--- START Data for the task ---
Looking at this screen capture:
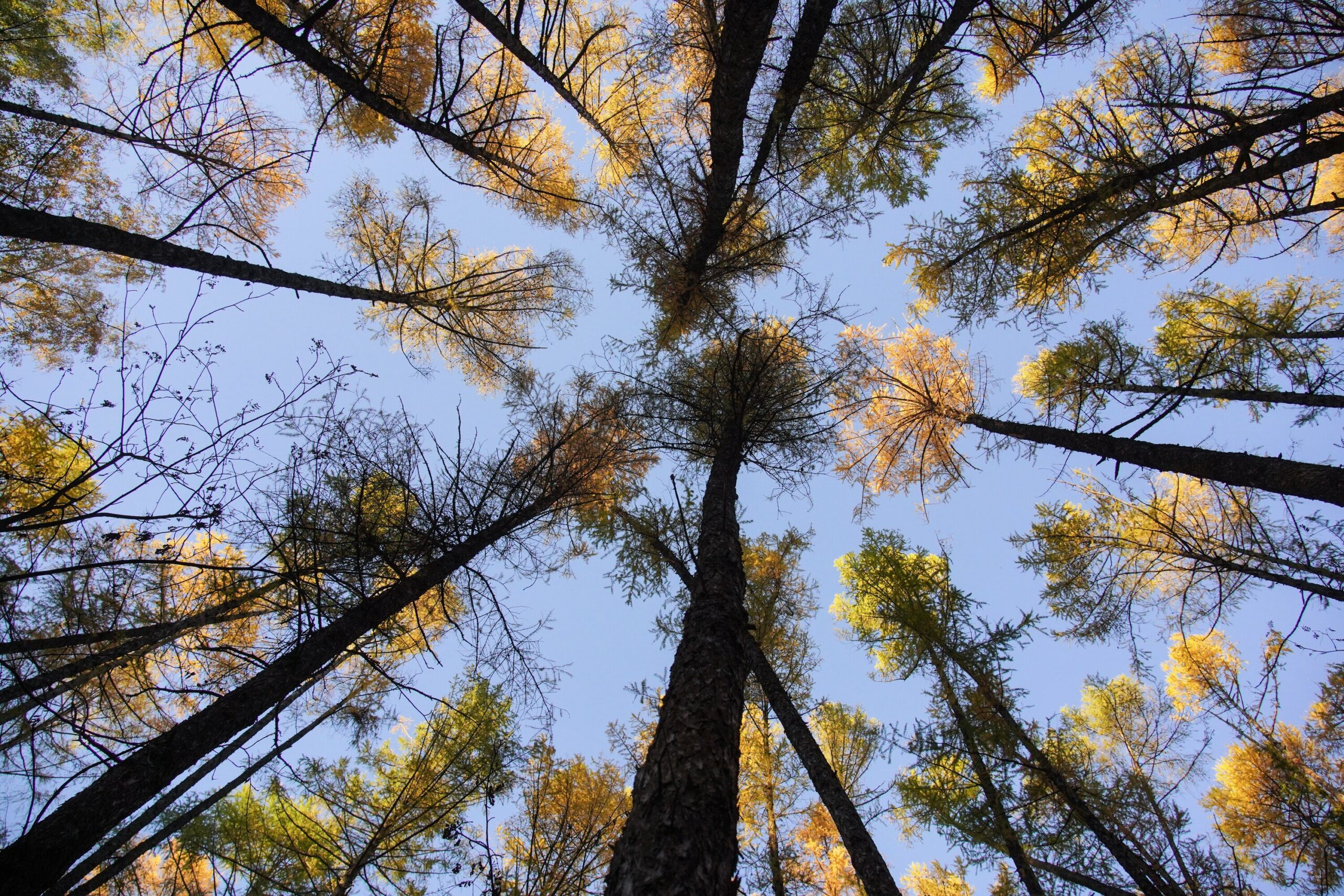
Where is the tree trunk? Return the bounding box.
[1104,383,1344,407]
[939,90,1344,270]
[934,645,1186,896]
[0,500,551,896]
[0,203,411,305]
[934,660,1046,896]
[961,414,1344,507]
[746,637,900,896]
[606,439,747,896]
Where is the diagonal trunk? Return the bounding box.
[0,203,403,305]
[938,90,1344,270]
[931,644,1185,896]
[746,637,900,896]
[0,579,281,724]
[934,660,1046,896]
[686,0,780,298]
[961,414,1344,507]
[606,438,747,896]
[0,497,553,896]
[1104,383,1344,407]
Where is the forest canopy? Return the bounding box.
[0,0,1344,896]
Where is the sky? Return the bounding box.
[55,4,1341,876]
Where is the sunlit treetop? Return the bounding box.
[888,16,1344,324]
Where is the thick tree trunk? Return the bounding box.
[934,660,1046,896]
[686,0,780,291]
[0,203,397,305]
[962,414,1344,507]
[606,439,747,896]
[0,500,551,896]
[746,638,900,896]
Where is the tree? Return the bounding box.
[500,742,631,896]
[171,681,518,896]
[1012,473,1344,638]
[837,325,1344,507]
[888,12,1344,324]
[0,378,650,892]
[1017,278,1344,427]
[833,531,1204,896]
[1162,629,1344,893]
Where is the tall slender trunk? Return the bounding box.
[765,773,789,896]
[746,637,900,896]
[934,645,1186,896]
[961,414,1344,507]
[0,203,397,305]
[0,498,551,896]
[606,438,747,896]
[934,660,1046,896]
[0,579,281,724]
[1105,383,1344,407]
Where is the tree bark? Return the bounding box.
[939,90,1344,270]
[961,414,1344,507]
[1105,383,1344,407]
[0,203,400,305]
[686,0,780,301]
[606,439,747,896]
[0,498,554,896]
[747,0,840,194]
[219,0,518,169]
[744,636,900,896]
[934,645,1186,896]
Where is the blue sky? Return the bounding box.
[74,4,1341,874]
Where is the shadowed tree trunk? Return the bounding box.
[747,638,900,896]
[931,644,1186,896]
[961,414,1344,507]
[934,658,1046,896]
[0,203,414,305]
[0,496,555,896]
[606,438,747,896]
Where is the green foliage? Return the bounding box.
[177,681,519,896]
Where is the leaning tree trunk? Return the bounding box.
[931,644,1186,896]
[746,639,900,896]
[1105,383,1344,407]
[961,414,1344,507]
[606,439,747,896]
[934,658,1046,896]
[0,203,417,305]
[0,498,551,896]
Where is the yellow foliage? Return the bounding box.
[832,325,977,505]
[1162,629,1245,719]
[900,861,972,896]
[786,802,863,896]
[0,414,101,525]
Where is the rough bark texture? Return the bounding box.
--- END Data for the task ---
• Given request
Write out every line of the items above as one numbered list, with blank lines and pictures left out.

• Expected answer
1. Looking at this screen capture:
2. Where is the tree trunk? Return the bounding box.
3. [1104,383,1344,407]
4. [939,90,1344,270]
5. [934,645,1186,896]
6. [0,500,551,896]
7. [0,203,411,305]
8. [934,660,1046,896]
9. [961,414,1344,507]
10. [746,637,900,896]
11. [606,439,747,896]
12. Where is the diagonal trunk? Return the bounding box.
13. [0,203,403,305]
14. [938,90,1344,270]
15. [931,644,1185,896]
16. [746,637,900,896]
17. [0,579,281,724]
18. [934,660,1046,896]
19. [686,0,780,298]
20. [961,414,1344,507]
21. [606,438,747,896]
22. [0,497,553,896]
23. [1104,383,1344,407]
24. Where is the forest canopy? Return the bounding box.
25. [0,0,1344,896]
26. Where is the sky? Return the bounding box.
27. [55,4,1341,876]
28. Where is the sunlit treetop? Return the bounding box.
29. [888,16,1344,324]
30. Where is the thick tree trunk? Return the bounding box.
31. [934,660,1046,896]
32. [686,0,780,291]
33. [0,203,397,305]
34. [962,414,1344,507]
35. [606,439,747,896]
36. [0,500,551,896]
37. [746,638,900,896]
38. Where is the tree? Return the bounding box.
39. [500,742,631,896]
40. [171,681,518,896]
41. [1012,473,1344,638]
42. [837,325,1344,507]
43. [888,12,1344,324]
44. [0,378,650,892]
45. [1017,278,1344,427]
46. [833,531,1204,896]
47. [1162,629,1344,893]
48. Where is the tall slender trunk? Return the bounding box.
49. [765,773,789,896]
50. [746,637,900,896]
51. [934,645,1186,896]
52. [961,414,1344,507]
53. [0,203,397,305]
54. [0,498,551,896]
55. [606,438,747,896]
56. [934,660,1046,896]
57. [0,579,281,724]
58. [1105,383,1344,407]
59. Where is the tree bark? Return the bounding box.
60. [939,90,1344,270]
61. [961,414,1344,507]
62. [1105,383,1344,407]
63. [0,203,400,305]
64. [686,0,780,301]
65. [606,439,747,896]
66. [0,498,554,896]
67. [747,0,840,194]
68. [219,0,518,169]
69. [744,636,900,896]
70. [934,645,1186,896]
71. Where is the blue sky? Return the bounding box.
72. [74,4,1341,874]
73. Where is the shadowed tree trunk? Return the bounding box.
74. [747,638,900,896]
75. [931,644,1186,896]
76. [961,414,1344,507]
77. [934,658,1046,896]
78. [0,203,414,305]
79. [0,496,555,896]
80. [606,438,747,896]
81. Where is the green foliage? Return the bounding box.
82. [177,681,519,896]
83. Where is the leaning tree trunk? Return the bounding box.
84. [931,644,1186,896]
85. [746,639,900,896]
86. [1105,383,1344,407]
87. [961,414,1344,507]
88. [606,439,747,896]
89. [934,658,1046,896]
90. [0,203,417,305]
91. [0,498,551,896]
92. Where is the yellow foliage? Return the bounding box.
93. [832,325,977,505]
94. [1162,629,1245,719]
95. [900,861,972,896]
96. [786,802,863,896]
97. [0,414,101,525]
98. Where is the rough bark texture? Return the bounding box.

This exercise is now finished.